→ Stated problem
Add -82 to each coordinate in the answers of the data, starting with the line that contains "written like <point>632,334</point>." and going on through the line that contains "<point>349,275</point>". Write out every line of that span again, leaving the format sample's numbers as they are.

→ Entries
################
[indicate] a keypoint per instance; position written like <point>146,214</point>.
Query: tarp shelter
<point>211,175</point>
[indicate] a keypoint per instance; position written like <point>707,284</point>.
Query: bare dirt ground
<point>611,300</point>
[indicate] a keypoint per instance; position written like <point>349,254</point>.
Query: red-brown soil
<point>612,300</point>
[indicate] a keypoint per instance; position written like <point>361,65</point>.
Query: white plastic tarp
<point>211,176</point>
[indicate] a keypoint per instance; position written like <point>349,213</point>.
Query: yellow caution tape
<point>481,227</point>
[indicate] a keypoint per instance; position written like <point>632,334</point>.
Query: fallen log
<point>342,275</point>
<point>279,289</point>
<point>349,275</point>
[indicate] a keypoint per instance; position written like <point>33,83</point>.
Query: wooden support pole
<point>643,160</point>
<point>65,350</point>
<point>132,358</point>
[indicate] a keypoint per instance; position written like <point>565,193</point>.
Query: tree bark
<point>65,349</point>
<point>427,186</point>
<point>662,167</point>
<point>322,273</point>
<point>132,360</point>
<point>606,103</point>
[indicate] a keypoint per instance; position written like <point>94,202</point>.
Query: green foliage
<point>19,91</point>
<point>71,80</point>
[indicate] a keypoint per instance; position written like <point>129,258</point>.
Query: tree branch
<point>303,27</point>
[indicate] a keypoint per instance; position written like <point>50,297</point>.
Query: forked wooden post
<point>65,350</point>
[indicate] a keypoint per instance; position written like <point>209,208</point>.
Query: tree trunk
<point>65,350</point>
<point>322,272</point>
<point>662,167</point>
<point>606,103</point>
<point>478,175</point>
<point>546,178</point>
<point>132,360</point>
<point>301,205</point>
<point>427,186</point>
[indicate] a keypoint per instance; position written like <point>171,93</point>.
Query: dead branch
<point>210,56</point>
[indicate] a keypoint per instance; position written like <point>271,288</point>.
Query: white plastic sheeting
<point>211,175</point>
################
→ Response to the exercise
[indicate] a keypoint per instance; position written like <point>632,334</point>.
Query: fallen log
<point>260,193</point>
<point>197,207</point>
<point>267,193</point>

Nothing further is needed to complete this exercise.